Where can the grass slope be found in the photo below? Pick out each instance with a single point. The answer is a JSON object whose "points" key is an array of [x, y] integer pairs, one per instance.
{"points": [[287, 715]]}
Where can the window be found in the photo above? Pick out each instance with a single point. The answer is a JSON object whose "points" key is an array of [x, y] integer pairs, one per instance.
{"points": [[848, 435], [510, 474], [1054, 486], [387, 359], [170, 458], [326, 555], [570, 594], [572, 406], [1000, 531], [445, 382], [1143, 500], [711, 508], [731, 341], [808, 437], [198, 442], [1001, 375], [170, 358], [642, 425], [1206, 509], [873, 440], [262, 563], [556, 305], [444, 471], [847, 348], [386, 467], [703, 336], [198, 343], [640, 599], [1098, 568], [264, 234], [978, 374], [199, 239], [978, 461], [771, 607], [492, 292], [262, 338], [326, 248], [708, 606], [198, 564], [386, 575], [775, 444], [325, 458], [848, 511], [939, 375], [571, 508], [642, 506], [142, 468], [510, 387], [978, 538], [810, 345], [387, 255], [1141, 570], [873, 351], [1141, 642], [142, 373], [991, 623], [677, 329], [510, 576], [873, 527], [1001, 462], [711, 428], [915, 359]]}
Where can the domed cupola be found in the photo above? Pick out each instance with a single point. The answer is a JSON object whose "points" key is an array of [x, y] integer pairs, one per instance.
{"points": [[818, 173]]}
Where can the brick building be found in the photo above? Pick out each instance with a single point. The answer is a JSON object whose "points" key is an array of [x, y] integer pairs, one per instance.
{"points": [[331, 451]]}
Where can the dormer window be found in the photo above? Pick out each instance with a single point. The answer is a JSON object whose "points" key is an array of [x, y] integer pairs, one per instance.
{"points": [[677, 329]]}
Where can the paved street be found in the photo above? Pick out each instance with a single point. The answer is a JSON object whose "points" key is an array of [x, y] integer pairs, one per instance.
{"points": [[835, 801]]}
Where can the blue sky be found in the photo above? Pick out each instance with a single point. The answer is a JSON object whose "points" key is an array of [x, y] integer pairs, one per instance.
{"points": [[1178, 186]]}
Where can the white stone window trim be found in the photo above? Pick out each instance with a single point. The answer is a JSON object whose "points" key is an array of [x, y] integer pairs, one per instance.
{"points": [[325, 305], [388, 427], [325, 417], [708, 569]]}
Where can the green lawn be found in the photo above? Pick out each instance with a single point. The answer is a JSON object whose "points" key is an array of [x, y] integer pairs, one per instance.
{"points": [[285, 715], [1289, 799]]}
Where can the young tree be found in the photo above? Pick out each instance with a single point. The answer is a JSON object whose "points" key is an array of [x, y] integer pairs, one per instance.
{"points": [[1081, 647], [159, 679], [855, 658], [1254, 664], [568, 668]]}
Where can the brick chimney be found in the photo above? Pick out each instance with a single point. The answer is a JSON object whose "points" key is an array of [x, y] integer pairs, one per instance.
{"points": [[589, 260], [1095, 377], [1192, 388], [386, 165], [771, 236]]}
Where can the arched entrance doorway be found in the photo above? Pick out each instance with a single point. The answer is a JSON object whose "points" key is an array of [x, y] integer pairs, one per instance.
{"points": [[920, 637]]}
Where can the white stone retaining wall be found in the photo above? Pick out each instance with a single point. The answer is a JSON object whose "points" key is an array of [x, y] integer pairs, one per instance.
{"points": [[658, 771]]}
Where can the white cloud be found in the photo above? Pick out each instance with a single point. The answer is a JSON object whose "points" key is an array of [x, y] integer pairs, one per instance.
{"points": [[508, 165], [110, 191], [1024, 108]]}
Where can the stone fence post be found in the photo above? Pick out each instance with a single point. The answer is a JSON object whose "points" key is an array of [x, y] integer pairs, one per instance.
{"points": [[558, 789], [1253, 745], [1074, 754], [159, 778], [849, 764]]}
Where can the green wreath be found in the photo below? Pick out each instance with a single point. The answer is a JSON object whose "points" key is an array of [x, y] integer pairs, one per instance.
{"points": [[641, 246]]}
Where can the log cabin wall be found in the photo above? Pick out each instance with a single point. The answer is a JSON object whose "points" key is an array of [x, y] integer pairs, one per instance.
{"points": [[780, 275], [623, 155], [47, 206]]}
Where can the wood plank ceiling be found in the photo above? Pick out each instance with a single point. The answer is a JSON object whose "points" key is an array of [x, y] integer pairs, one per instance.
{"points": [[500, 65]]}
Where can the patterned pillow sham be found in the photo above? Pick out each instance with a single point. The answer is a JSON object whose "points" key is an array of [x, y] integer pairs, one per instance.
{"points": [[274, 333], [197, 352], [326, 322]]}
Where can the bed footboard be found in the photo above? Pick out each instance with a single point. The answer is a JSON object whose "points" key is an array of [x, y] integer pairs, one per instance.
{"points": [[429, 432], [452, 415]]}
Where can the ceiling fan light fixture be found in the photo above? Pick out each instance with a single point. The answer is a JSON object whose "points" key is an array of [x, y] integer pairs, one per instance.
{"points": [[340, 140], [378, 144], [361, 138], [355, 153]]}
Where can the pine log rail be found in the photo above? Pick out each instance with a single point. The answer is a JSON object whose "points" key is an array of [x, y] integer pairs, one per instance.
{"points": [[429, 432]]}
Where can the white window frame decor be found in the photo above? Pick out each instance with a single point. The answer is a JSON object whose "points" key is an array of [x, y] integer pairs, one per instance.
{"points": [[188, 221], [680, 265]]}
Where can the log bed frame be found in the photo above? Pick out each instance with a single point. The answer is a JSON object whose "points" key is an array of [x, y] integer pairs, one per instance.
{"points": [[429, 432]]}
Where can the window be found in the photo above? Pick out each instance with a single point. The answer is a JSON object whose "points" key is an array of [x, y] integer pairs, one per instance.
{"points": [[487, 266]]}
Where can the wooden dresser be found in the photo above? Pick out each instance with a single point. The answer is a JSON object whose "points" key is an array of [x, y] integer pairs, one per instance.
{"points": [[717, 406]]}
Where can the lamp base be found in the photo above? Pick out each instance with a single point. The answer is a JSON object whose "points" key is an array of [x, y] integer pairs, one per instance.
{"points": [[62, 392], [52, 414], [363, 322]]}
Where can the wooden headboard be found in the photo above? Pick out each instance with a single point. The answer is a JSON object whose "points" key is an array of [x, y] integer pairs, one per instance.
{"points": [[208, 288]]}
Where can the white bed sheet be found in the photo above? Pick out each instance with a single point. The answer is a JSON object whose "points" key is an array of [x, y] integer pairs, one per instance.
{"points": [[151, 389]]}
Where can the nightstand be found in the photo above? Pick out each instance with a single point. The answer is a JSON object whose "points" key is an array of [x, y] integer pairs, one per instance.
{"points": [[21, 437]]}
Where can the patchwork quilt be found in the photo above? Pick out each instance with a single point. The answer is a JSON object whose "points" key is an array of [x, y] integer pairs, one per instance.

--

# Problem details:
Your answer should be the material, retyped exactly as written.

# Response to this task:
Where can the grass slope be found in the photo below? Pick out each instance with a single point. The answer is a JSON object whose "points" key is an array of [x, y] integer pairs, one per instance.
{"points": [[287, 715]]}
Where can the window be found in the photo above? Pick out each instance with a single point. The answer is a JSON object whose "points" key is an array of [x, y] integer pairs, one per instance.
{"points": [[848, 435], [510, 474], [1054, 486], [387, 359], [170, 458], [326, 555], [570, 594], [572, 406], [1000, 531], [445, 382], [1143, 500], [711, 508], [731, 341], [808, 437], [198, 442], [1001, 375], [170, 358], [642, 425], [1206, 509], [873, 440], [262, 563], [556, 305], [444, 471], [847, 348], [386, 467], [703, 336], [198, 343], [640, 599], [1098, 568], [264, 234], [978, 374], [199, 239], [978, 461], [771, 607], [492, 292], [262, 338], [326, 248], [708, 606], [198, 564], [386, 575], [775, 444], [325, 458], [848, 511], [939, 375], [571, 508], [642, 506], [142, 468], [510, 387], [978, 538], [810, 345], [387, 255], [1141, 570], [873, 351], [1141, 642], [142, 373], [991, 623], [677, 329], [510, 576], [873, 527], [1001, 462], [711, 428], [915, 359]]}
Where can the domed cupola be found in the photo above? Pick out each instance with a single point. The answer is a JSON object whose "points" key is an array of [x, y] integer pairs, one per instance.
{"points": [[818, 173]]}
Where can the brick building be found in the photo above? Pick out each instance with a single point. The answer is a JSON object whose "points" key is an array of [x, y] integer pairs, one per instance.
{"points": [[331, 451]]}
Where can the dormer window be found in the photo above? Pick out each instance with a single point. The answer is a JSON object whose "points" key is an array of [x, y] integer pairs, one per instance.
{"points": [[677, 329]]}
Where can the paved street be found in the photo above? Pick out each instance with a single point. The answer is a JSON object whose "points" key is an array of [x, y] integer pairs, one per instance.
{"points": [[835, 801]]}
Where can the blue sky be found in the photo above? Pick out each instance with a single point. The answer is a JSON object whose "points" key is an array of [x, y] integer pairs, one per instance.
{"points": [[1178, 186]]}
Where can the white stone window trim be found in the photo above? Pick out each instance with a single point. The answer is a JSON object whose "points" key is an array of [x, y] integer pairs, one per instance.
{"points": [[325, 305], [388, 427], [325, 417], [708, 569]]}
Where can the green lawn be found in the photo above? Pick out each instance with a single point. The answer is a JSON object whose "points" key is an array of [x, y] integer pairs, one per instance.
{"points": [[285, 715], [1289, 799]]}
Where can the young tree be found in the photo above? Pick out each instance with a single point. The answer is a JSON object whose "points" key is an array of [x, y] integer pairs, one per instance.
{"points": [[1081, 647], [159, 679], [855, 658], [1254, 664], [568, 668]]}
Where can the brick chimney be found in the photo above? Pick out each instance with a single point. The answer is a JSON object whose "points" key is an array of [x, y] integer pairs, one per instance.
{"points": [[589, 260], [1095, 377], [1192, 388], [386, 165], [771, 236]]}
Where can the arched entrance doorway be found in the photo above? Pick out each instance with a single point. The answer is a JSON object whose "points" key is an array of [x, y] integer pairs, one per instance.
{"points": [[920, 637]]}
Where can the white stone retaining wall be found in the photo above? Pick out each instance with a single point. The answer is a JSON object whose "points" key is an array of [x, y] integer pairs, one per instance.
{"points": [[658, 771]]}
Where can the white cloud be found in the photo above? Pick out each instance with a single point. The answer is a JSON object whose "points" key is an array of [x, y] integer pairs, one per instance.
{"points": [[508, 165], [110, 191], [1024, 108]]}
Where can the stone fence post be found in the photo above? Pick out each instance with a single point. The answer is a JSON object whose "points" key is an array of [x, y] integer pairs, one per instance.
{"points": [[558, 789], [1253, 745], [1074, 754], [159, 778], [849, 764]]}
Where can the green wreath be found in the photo below? Pick out each instance with a single point. The answer is a JSON object whose "points" key is an array of [x, y] integer pairs, one per instance.
{"points": [[641, 246]]}
Where can the log cabin wall be found in the photo above? Pick out each instance with a single point. The answer is a JSON object whose "points" key is an array of [x, y] integer pairs, one per instance.
{"points": [[780, 275], [623, 155], [47, 206]]}
Where can the wood plank ceiling be found in the photo above? Pick out each instance with a single point. The answer is a JSON object whose "points" key is an array of [x, y] integer pairs, one per instance.
{"points": [[500, 65]]}
Where can the patterned pillow sham be found in the photo above? Pick out each instance with a single point. The answer is a JSON object whose "points" key is an array of [x, y] integer pairs, one per instance.
{"points": [[274, 333], [197, 352], [326, 322]]}
Where can the bed footboard be found in the photo above? Pick out each instance with a single point. The answer is a JSON object whose "points" key is an array of [x, y] integer pairs, one per instance.
{"points": [[429, 432], [452, 415]]}
Where can the ceiling fan light fixture be found in the photo above? Pick out each instance with a single point. The answer is a JSON object whose "points" key is an array of [x, y] integer pairs, one per instance.
{"points": [[340, 140], [378, 144], [361, 138], [355, 153]]}
Where can the pine log rail be found in the photo above? Pick out each instance with a single point. The answer is a JSON object whose "points" key is an array of [x, y] integer pairs, one per instance.
{"points": [[429, 432]]}
Where can the white window frame decor be found in the photo above? Pick out each instance with a single point. The answer is a JSON object whose "points" key is an array of [x, y] integer pairs, one per instance.
{"points": [[188, 221], [680, 265]]}
Where can the log bed frame be found in the photo above? Pick out each instance with a single point. The answer is a JSON object whose "points" key is an array of [x, y] integer pairs, one per instance.
{"points": [[429, 432]]}
Where can the window be found in the photo above? Pick out each instance with a single point. The answer is a JSON object whose "points" key is an array of [x, y] integer pairs, one per instance.
{"points": [[487, 266]]}
Where can the wooden dresser be found in the photo above? Pick out each instance with a single point. The answer is a JSON object whose "points" key is an array of [x, y] integer pairs, one per instance.
{"points": [[717, 406]]}
Where can the lamp base be found in the photo above? Pick out each instance with a single point. The answer is a JSON object whose "points" key is an array of [x, y] integer pairs, one per instance.
{"points": [[62, 392], [52, 414], [363, 322]]}
Where can the wooden headboard be found in the photo above? Pick out each instance with a single point. The answer is a JSON object whose "points" key is an array of [x, y] integer pairs, one per instance.
{"points": [[208, 288]]}
Where can the white bed sheet be found in the photo above? Pick out each instance with a single point. The answer is a JSON object whose "points" key is an array of [x, y] integer pairs, one per instance.
{"points": [[151, 389]]}
Where can the nightstand be found in the photo above? Pick out each instance with a single point. The answer is a JSON object whose "points" key is an array of [x, y] integer pairs, one per instance.
{"points": [[21, 437]]}
Where can the patchwork quilt be found in the photo above? Pick out each instance with a single point. The answer is a JSON object whose "points" key is an array of [x, y] integer pairs, one per instance.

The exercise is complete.